EXERCISES TO COMPLETE ::
a) In the post about Bush's speech on al-Maliki, rewrite the passage starting at "An AP(?) report" and ending at "government to provinces.", replacing "the president" with "Bush".
b) Condense the paragraph beginning "The Kansas City speech was a change" from the post about Bush's speech into a short bulleted list that keeps its main facts.
c) Answer these questions from the post about Bush's speech, one per line:
(i) Where did Bush and al-Maliki meet last November?
(ii) How many pieces of legislation did the president say Iraqi lawmakers had already passed?
(iii) In which city did Bush give the speech?

PAGE ::

· · · · ·

An AP(?) report details the irony in George Jr's latest speech.
Quote:
Over the past year, Bush has tempered his endorsement of al-Maliki. When they met in Jordan last November, the president called al-Maliki "the right guy for Iraq." Now, he continually prods al-Maliki to do more to forge political reconciliation before the temporary military buildup ends.

"I think there's a certain level of frustration with the leadership in general, inability to work _ come together to get, for example, an oil revenue law passed or provincial elections," Bush said.

While the Iraqi parliament has recessed for the month of August, the president said lawmakers already had passed 60 pieces of legislation and have a budget process that distributes money from the central government to provinces.

He stressed U.S. commitment in Iraq, yet laid the political problems at Baghdad's doorstep.

"The fundamental question is, Will the government respond to the demands of the people? And, if the government doesn't demand _ or respond to the demands of the people, they will replace the government. That's up to the Iraqis to make that decision, not American politicians."
The Kansas City speech was a change in George Jr's rhetoric. Previously, he complained that Iraq had not even passed legislation to share oil wealth with the provinces. That the government had met almost none of the objectives demanded by the American government. Suddenly George Jr is claiming that the oil wealth is being shared despite no legislation. That they have made all these accomplishments. Whereas George Jr seriously tempered his support for Maliki while in Canada, the speech next day in Kansas City included an endorsement of Maliki.

· · · · ·

DATA BLOCK ::
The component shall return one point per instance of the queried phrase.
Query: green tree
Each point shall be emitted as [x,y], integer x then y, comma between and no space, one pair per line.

· · · · ·

SOLVED PROBLEMS ::
a)
An AP(?) report details the irony in George Jr's latest speech.
Quote:
Over the past year, Bush has tempered his endorsement of al-Maliki. When they met in Jordan last November, Bush called al-Maliki "the right guy for Iraq." Now, he continually prods al-Maliki to do more to forge political reconciliation before the temporary military buildup ends.

"I think there's a certain level of frustration with the leadership in general, inability to work _ come together to get, for example, an oil revenue law passed or provincial elections," Bush said.

While the Iraqi parliament has recessed for the month of August, Bush said lawmakers already had passed 60 pieces of legislation and have a budget process that distributes money from the central government to provinces.

b)
- The Kansas City speech marked a change in George Jr's rhetoric.
- Earlier, he complained that Iraq had not passed legislation to share oil wealth with the provinces and had met almost none of the objectives the American government demanded.
- He now claims the oil wealth is being shared without legislation and that Iraq has made many accomplishments.
- After seriously tempering his support for Maliki in Canada, he endorsed Maliki in the Kansas City speech the next day.

c)
(i) Jordan
(ii) 60
(iii) Kansas City